Task requirements:
• a. From the court opinion, repeat the stretch from "hypothetical replacement cost is" through "how to rebuild." word for word.
• b. For each statement, say yes or no according to the court opinion and quote the words that decide it: (i) The earlier Decision and Order [#23] was issued on January 18, 2006. (ii) Defendant's motion for reconsideration was denied in full. (iii) The Decision and Order [#89] was issued on September 21, 2010.

Page text:
>>

United States District Court, W.D. New York
Jan 12, 2011
05-CV-6344 CJS (W.D.N.Y. Jan. 12, 2011)

Opinion

05-CV-6344 CJS.

January 12, 2011


DECISION AND ORDER


INTRODUCTION

In this action Plaintiffs are suing to recover amounts which they maintain Defendant owes them under a homeowner's insurance policy. On September 21, 2010, the Court issued a Decision and Order [#89] which addressed Defendant's motion for partial summary judgment [#82] and which sua sponte amended a prior Decision and Order of the Court and reinstated a claim for breach of contract based on Defendant's alleged breach of the policy's appraisal clause concerning replacement cost. Now before the Court is Defendant's motion [#90] for argument and reconsideration of the portion of the most-recent Decision and Order which reinstated the breach-of-contract claim concerning appraisal of replacement cost. The application is granted in part and denied in part.

BACKGROUND

The reader is presumed to be familiar with the facts of this case which were detailed in the Court's prior Decision and Order [#89]. In that Decision and Order the Court addressed Defendant's motion for partial summary judgment, which sought a determination that Defendant was not liable to pay Plaintiffs for living expenses beyond what it had already paid. The Court also sua sponte revisited a ruling that it made in an earlier Decision and Order [#23] issued on January 18, 2006. In that 2006 Decision and Order [#23], the Court had held that Plaintiffs could not sue for breach of the policy's appraisal clause based on Defendant's failure to engage in the appraisal process with regard to replacement cost, since Plaintiff's had not rebuilt their house. See, Decision and Order [#23] at 10 ("The Court agrees with Defendant that the claim for breach of the appraisal clause must fail as a matter of law, since Plaintiffs have not repaired or replaced their home. . . . [T]he amount of loss, if any, attributable to repairing or replacing the home cannot be determined until the repair or replacement is completed.") (citations omitted). In the subsequent Decision and Order [#89], the Court reversed itself, based on the decision in SR Intern. Business Ins. Co. Ltd. v. World Trade Center Properties, LLC, 445 F.Supp.2d 320, 333 (S.D.N.Y. 2006) (" SR Intern."), which observed that

hypothetical replacement cost is routinely calculated prior to the determination of whether a policyholder is entitled to recover replacement cost. This timing makes sense because the early calculation of hypothetical replacement cost informs the insured of the upper limit on the funds available for rebuilding and can thus influence the insured's decision as to whether and how to rebuild.

<<

Supplied material:

>>

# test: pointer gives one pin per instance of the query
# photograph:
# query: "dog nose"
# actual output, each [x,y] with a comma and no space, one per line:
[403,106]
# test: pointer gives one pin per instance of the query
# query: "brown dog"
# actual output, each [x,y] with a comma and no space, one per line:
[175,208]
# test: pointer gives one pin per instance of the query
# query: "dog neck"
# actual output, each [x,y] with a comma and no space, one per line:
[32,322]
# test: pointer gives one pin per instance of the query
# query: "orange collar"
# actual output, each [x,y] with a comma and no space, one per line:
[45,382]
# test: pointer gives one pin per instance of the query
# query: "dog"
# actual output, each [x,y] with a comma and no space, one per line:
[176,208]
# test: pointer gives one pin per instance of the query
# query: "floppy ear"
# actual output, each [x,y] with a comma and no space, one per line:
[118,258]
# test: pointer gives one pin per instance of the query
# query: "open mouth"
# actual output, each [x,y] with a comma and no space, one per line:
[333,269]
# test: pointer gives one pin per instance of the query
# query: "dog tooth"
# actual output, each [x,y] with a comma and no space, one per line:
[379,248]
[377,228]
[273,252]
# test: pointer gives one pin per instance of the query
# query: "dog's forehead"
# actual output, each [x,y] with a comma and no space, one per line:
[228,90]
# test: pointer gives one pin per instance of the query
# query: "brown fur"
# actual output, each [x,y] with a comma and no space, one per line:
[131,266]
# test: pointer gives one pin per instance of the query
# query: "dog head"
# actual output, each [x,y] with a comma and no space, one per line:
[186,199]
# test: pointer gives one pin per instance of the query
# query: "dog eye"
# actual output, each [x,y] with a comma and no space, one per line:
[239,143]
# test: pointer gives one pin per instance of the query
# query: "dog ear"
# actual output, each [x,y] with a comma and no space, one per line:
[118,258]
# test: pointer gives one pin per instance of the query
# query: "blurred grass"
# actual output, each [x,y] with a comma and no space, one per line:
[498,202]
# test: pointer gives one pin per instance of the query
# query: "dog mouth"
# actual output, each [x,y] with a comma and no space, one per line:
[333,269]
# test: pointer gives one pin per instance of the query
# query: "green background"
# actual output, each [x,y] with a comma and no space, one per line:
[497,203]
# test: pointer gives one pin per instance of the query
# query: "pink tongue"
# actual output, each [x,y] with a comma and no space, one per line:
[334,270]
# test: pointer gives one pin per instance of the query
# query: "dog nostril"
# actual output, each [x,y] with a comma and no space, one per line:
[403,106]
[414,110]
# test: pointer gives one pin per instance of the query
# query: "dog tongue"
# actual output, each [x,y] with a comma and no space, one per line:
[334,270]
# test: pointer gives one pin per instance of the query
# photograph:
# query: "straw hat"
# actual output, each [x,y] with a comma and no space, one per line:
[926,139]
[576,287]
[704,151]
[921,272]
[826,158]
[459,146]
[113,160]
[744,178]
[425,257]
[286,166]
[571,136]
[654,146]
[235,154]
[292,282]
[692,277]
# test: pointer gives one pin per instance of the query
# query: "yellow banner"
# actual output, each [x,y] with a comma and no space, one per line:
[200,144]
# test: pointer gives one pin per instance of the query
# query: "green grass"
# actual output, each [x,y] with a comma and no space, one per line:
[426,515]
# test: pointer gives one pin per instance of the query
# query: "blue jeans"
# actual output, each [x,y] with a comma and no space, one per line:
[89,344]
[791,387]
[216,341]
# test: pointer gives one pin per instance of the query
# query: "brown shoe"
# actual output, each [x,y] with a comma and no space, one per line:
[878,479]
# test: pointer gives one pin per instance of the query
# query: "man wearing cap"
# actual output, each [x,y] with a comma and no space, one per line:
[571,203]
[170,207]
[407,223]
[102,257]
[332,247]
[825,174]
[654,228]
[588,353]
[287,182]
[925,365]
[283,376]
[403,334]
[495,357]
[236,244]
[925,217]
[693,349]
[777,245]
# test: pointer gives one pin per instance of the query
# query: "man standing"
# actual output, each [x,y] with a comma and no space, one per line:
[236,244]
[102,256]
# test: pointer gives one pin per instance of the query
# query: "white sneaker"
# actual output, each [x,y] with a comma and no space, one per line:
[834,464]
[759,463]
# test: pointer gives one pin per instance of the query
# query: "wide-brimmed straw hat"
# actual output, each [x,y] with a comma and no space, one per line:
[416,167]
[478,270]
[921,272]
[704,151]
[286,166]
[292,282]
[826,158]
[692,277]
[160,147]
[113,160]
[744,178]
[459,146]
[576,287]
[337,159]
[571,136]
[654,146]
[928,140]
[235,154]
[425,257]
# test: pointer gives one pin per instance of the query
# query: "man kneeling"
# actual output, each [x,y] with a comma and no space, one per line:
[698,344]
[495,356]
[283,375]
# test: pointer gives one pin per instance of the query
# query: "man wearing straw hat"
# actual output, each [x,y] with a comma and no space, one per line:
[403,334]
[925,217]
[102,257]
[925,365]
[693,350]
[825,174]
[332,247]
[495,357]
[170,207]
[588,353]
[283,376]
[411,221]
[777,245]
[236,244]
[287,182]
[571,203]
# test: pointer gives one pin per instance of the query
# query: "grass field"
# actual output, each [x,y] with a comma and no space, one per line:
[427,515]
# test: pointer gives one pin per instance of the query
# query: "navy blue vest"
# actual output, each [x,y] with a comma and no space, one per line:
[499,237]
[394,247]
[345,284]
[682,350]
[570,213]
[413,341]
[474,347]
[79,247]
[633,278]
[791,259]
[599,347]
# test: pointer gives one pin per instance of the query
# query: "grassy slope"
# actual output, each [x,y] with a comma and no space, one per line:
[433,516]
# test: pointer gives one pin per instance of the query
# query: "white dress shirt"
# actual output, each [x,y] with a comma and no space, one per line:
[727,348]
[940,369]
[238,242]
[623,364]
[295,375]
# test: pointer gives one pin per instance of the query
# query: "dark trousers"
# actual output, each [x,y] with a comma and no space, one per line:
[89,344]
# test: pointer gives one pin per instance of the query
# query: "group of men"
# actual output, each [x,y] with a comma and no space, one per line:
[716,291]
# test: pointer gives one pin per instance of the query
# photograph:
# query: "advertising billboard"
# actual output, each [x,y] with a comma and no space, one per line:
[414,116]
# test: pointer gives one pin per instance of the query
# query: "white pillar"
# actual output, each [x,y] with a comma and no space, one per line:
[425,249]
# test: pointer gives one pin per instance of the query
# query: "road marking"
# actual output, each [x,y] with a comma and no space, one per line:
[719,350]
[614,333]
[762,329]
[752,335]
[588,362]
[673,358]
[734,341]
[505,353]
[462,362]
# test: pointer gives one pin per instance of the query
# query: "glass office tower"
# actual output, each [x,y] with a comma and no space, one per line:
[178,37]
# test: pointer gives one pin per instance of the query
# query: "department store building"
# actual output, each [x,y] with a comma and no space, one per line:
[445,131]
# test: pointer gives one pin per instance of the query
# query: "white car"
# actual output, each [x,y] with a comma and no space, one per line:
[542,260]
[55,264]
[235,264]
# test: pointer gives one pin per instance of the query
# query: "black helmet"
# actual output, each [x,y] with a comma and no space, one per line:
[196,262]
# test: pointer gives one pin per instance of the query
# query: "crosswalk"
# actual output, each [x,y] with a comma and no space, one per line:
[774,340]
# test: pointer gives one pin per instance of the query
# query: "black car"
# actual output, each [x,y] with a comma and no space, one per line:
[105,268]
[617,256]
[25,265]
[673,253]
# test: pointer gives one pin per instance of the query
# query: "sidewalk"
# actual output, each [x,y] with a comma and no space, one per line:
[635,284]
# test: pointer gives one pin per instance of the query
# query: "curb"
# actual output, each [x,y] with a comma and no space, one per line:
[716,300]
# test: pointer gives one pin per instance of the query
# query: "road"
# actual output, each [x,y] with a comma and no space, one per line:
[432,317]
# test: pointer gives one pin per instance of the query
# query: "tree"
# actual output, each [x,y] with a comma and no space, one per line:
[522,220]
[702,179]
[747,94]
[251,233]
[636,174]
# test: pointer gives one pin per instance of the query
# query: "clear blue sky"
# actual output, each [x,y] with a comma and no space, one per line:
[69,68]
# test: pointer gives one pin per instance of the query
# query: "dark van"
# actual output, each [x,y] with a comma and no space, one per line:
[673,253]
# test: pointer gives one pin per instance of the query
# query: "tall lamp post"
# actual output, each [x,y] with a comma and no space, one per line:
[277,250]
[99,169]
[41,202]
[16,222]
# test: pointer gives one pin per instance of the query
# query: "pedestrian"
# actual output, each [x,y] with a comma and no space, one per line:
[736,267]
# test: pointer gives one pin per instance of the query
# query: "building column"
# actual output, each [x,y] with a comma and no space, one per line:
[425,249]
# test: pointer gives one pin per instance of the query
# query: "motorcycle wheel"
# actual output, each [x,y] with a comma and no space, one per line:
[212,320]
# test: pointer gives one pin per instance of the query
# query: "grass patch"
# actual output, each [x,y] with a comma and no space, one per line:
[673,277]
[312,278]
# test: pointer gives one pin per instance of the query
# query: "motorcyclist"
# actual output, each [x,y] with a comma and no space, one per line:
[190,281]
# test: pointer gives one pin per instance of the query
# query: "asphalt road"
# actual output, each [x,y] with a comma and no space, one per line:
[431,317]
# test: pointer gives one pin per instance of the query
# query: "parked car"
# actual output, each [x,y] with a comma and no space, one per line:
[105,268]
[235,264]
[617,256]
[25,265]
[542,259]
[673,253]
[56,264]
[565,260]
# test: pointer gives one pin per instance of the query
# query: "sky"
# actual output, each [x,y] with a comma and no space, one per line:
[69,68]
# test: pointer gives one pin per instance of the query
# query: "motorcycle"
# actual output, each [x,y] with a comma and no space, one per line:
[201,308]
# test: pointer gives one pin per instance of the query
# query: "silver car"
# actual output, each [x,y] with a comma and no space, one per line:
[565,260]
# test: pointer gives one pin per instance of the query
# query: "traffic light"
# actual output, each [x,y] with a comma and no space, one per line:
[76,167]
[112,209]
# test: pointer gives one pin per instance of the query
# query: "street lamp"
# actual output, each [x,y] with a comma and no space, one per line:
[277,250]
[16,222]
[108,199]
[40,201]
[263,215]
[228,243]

<<

Expected results:
• a.
hypothetical replacement cost is routinely calculated prior to the determination of whether a policyholder is entitled to recover replacement cost. This timing makes sense because the early calculation of hypothetical replacement cost informs the insured of the upper limit on the funds available for rebuilding and can thus influence the insured's decision as to whether and how to rebuild.

• b.
(i) Yes: "an earlier Decision and Order [#23] issued on January 18, 2006"
(ii) No: "The application is granted in part and denied in part."
(iii) Yes: "On September 21, 2010, the Court issued a Decision and Order [#89]"